What the exercise asks | Please render every line of the records below as a Markdown table with two columns, Row and Line, numbering the rows and skipping blank lines. Leave the pictures out of your table.
-- start of Data listing --
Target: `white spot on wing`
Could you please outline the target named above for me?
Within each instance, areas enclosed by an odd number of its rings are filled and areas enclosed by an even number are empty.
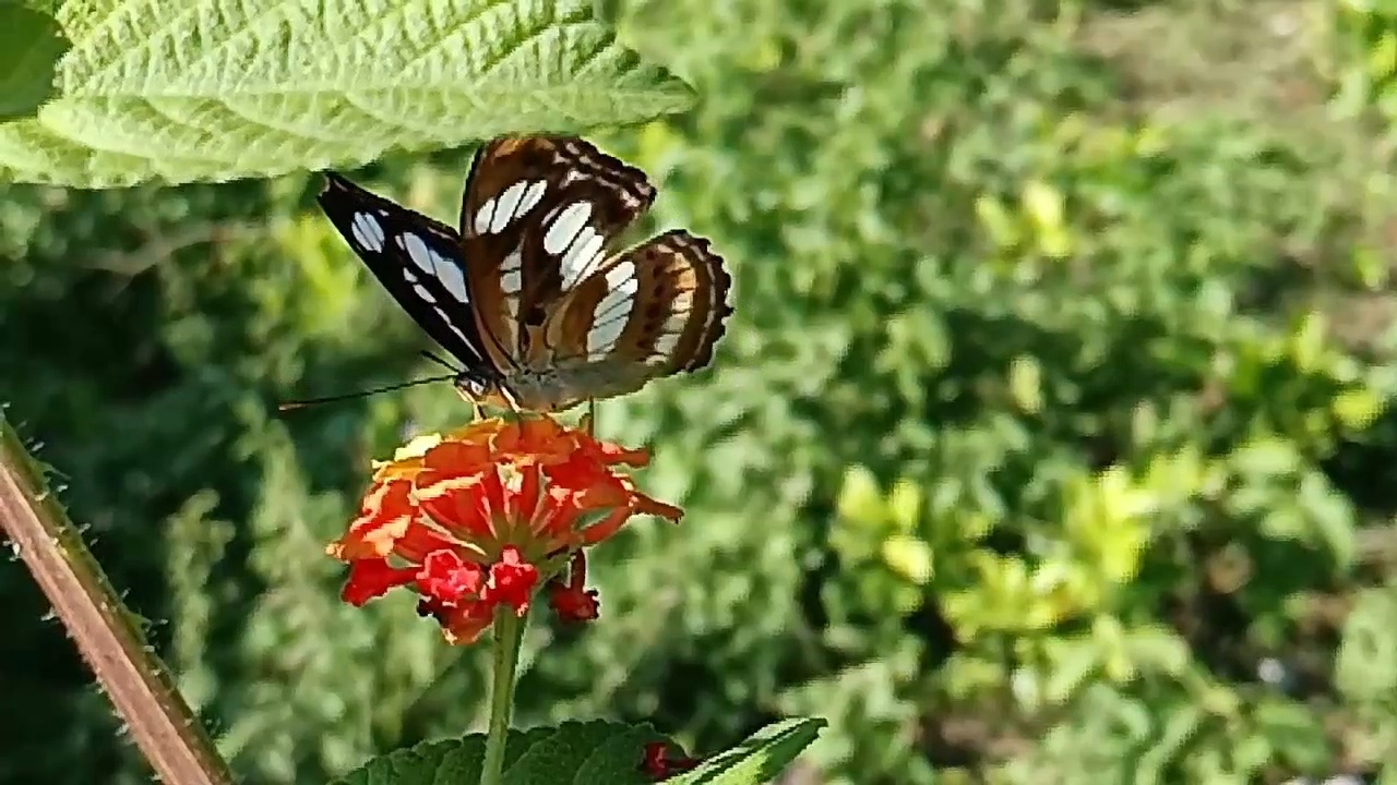
[[[669,359],[671,352],[679,345],[679,335],[673,332],[666,332],[655,341],[655,352],[658,352],[665,359]]]
[[[630,309],[636,305],[634,296],[640,284],[633,278],[636,265],[623,261],[606,271],[606,293],[597,302],[592,311],[592,324],[602,324],[615,320],[624,324],[630,317]]]
[[[447,292],[451,292],[453,298],[462,303],[471,302],[471,295],[465,291],[465,272],[461,271],[461,267],[448,258],[437,258],[441,260],[441,265],[437,270],[437,281],[446,286]]]
[[[488,198],[479,210],[475,211],[475,233],[483,235],[490,230],[490,218],[495,215],[495,200]]]
[[[527,187],[528,183],[518,182],[504,189],[504,193],[500,194],[499,204],[495,205],[495,218],[490,219],[490,232],[503,232],[504,228],[510,225],[510,221],[514,219],[515,211],[518,210],[520,200],[524,198],[524,189]]]
[[[408,258],[412,264],[416,264],[427,275],[436,275],[436,265],[432,263],[432,249],[427,247],[426,240],[416,235],[404,235],[402,247],[408,251]]]
[[[510,256],[504,257],[504,265],[500,267],[504,274],[500,277],[500,289],[506,295],[517,293],[524,288],[524,254],[520,249],[514,249]]]
[[[436,278],[453,298],[462,303],[469,302],[471,298],[465,291],[465,274],[461,271],[461,265],[432,250],[416,235],[402,235],[400,239],[412,264],[416,264],[423,272]]]
[[[367,212],[355,212],[353,223],[349,225],[349,233],[360,246],[372,250],[373,253],[383,251],[383,226],[379,225],[379,219]]]
[[[587,201],[574,201],[563,208],[543,233],[543,250],[553,254],[563,253],[591,215],[592,205]]]
[[[624,320],[613,320],[605,324],[598,324],[587,331],[587,355],[590,358],[599,359],[598,355],[605,356],[613,348],[616,348],[616,339],[620,338],[620,331],[626,328]]]
[[[548,183],[543,180],[535,180],[534,184],[524,191],[524,198],[520,200],[520,205],[514,208],[514,215],[524,215],[525,212],[534,210],[534,207],[543,200],[543,194],[546,191]]]
[[[587,277],[601,260],[602,243],[605,237],[597,233],[591,226],[585,226],[577,235],[577,240],[567,247],[567,253],[563,254],[562,277],[563,277],[563,291],[571,289],[583,278]]]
-- end of Data listing --
Result |
| Row | Line |
|---|---|
| 1 | Target: `white spot on wing` |
| 2 | Could you please outline the target named above for me? |
| 3 | Within each instance, areas enclosed by an odd number of its rings are filled and areas enclosed by an even number are empty. |
| 4 | [[[669,359],[671,352],[679,345],[679,335],[673,332],[666,332],[655,341],[655,352],[658,352],[665,359]]] |
| 5 | [[[630,309],[636,305],[634,296],[640,284],[633,278],[636,265],[623,261],[606,271],[606,293],[597,302],[592,311],[592,324],[602,324],[615,320],[624,324],[630,317]]] |
| 6 | [[[447,292],[451,292],[453,298],[462,303],[471,302],[471,295],[465,291],[465,272],[461,271],[461,267],[448,258],[437,258],[441,260],[441,265],[437,270],[437,281],[446,286]]] |
| 7 | [[[488,198],[479,210],[475,211],[475,233],[483,235],[490,230],[490,218],[495,215],[495,200]]] |
| 8 | [[[527,187],[528,183],[518,182],[504,189],[504,193],[500,194],[499,204],[495,205],[495,218],[490,219],[490,232],[503,232],[504,228],[510,225],[510,221],[514,219],[515,211],[518,210],[520,200],[524,198],[524,189]]] |
| 9 | [[[408,258],[412,264],[416,264],[427,275],[436,275],[436,265],[432,263],[432,249],[427,247],[426,240],[416,235],[404,235],[402,247],[408,251]]] |
| 10 | [[[510,256],[504,257],[504,265],[500,267],[504,274],[500,277],[500,289],[506,295],[517,293],[524,288],[524,254],[520,249],[514,249]]] |
| 11 | [[[436,278],[453,298],[462,303],[469,302],[471,298],[465,291],[465,274],[461,271],[461,265],[432,250],[416,235],[402,235],[400,239],[412,264],[416,264],[423,272]]] |
| 12 | [[[367,212],[355,212],[353,223],[349,225],[349,233],[360,246],[372,250],[373,253],[383,251],[383,226],[379,225],[379,219]]] |
| 13 | [[[587,201],[574,201],[563,208],[543,233],[543,250],[553,254],[563,253],[591,215],[592,205]]] |
| 14 | [[[624,320],[613,320],[605,324],[598,324],[587,331],[587,355],[590,358],[599,359],[598,355],[605,356],[613,348],[616,348],[616,339],[620,338],[620,331],[626,328]]] |
| 15 | [[[548,183],[543,180],[535,180],[534,184],[524,191],[524,198],[520,200],[520,205],[514,208],[514,215],[524,215],[525,212],[534,210],[534,207],[543,200],[543,194],[546,191]]] |
| 16 | [[[587,277],[601,260],[602,243],[605,237],[597,233],[591,226],[585,226],[577,235],[577,240],[567,247],[567,253],[563,254],[562,277],[563,277],[563,291],[571,289],[583,278]]] |